# Start of Passage

Saturday, December 22, 2007

Vacation starts today

I will be on vacation for the next three weeks, so I don't know how much I will be able to write. Dad arrives tonight at 7, and then we are off for a few weeks of travel. First up is Christmas in Zambia. we are going back to the Kapani Lodge, which so spoiled us last year. Then we will spend a couple nights in Cape Maclear on Lake Malawi, and Zomba. On January 2, we are flying to Cape Town, where we will be spending three nights in the city, then a few days out in the Winelands. I'm very much looking forward to the restaurants in Cape Town. Seeing penguins would be pretty cool, too.

Jorge had an interesting week. As I've mentioned here before, the Malawi authorities seem to have it in for the poor guy. So on Thursday he got a ticket for "failure to display" our insurance information. We had the insurance info, no problem. But it was the first day of the new policy, and we hadn't gotten around to sticking the card in the window. He was in a bit of disbelief that this was even a legitimate crime, so he went to the police station near our house and asked. "Oh yeah - failure to display. That's bad," the secretary tells him. "So what's the fine?" Jorge asked. "It depends. Could be little. Could be big for azungu." You have to love the transparency and fairness of the Malawian justice system, right?

# End of Passage

> [Short problem 1]: Copy everything in the blog post from "Jorge had an" down to "justice system, right?".
> [Short problem 2]:
Answer these questions using the blog post:
(a) At what time does Dad arrive?
(b) On what date is the flight to Cape Town?
(c) On what day of the week did Jorge get a ticket?
> [Short problem 3]: Translate this sentence from the blog post into Spanish: "I'm very much looking forward to the restaurants in Cape Town."
The rows that come after this blog post are separate material.

# Start of Data provided

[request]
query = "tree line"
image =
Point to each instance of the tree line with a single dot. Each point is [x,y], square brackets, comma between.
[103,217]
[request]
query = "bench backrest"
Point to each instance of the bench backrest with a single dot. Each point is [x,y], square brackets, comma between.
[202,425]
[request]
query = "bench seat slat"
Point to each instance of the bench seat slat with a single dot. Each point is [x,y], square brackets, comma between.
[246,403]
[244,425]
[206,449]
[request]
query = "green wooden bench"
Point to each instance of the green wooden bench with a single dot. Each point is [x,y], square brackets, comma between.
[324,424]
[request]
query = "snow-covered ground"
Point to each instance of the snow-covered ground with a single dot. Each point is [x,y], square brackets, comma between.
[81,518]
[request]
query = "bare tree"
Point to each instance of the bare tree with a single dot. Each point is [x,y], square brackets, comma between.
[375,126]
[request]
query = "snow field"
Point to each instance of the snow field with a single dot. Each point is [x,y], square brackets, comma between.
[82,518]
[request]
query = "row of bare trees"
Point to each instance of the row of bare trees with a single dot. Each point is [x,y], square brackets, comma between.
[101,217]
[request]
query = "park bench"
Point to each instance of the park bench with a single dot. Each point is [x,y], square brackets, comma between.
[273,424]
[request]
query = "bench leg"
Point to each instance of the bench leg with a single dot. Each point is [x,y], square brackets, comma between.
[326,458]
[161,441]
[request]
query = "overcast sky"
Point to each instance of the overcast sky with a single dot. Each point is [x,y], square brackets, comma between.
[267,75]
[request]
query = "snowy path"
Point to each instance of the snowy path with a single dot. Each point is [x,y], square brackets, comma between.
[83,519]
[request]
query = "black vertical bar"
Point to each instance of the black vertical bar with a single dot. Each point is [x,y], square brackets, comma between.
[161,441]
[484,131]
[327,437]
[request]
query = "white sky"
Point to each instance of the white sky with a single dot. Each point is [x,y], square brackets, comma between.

# End of Data provided

> [Task answer 1]:
Jorge had an interesting week. As I've mentioned here before, the Malawi authorities seem to have it in for the poor guy. So on Thursday he got a ticket for "failure to display" our insurance information. We had the insurance info, no problem. But it was the first day of the new policy, and we hadn't gotten around to sticking the card in the window. He was in a bit of disbelief that this was even a legitimate crime, so he went to the police station near our house and asked. "Oh yeah - failure to display. That's bad," the secretary tells him. "So what's the fine?" Jorge asked. "It depends. Could be little. Could be big for azungu." You have to love the transparency and fairness of the Malawian justice system, right?

> [Task answer 2]:
(a) At 7 tonight.
(b) January 2.
(c) Thursday.

> [Task answer 3]: Tengo muchas ganas de conocer los restaurantes de Ciudad del Cabo.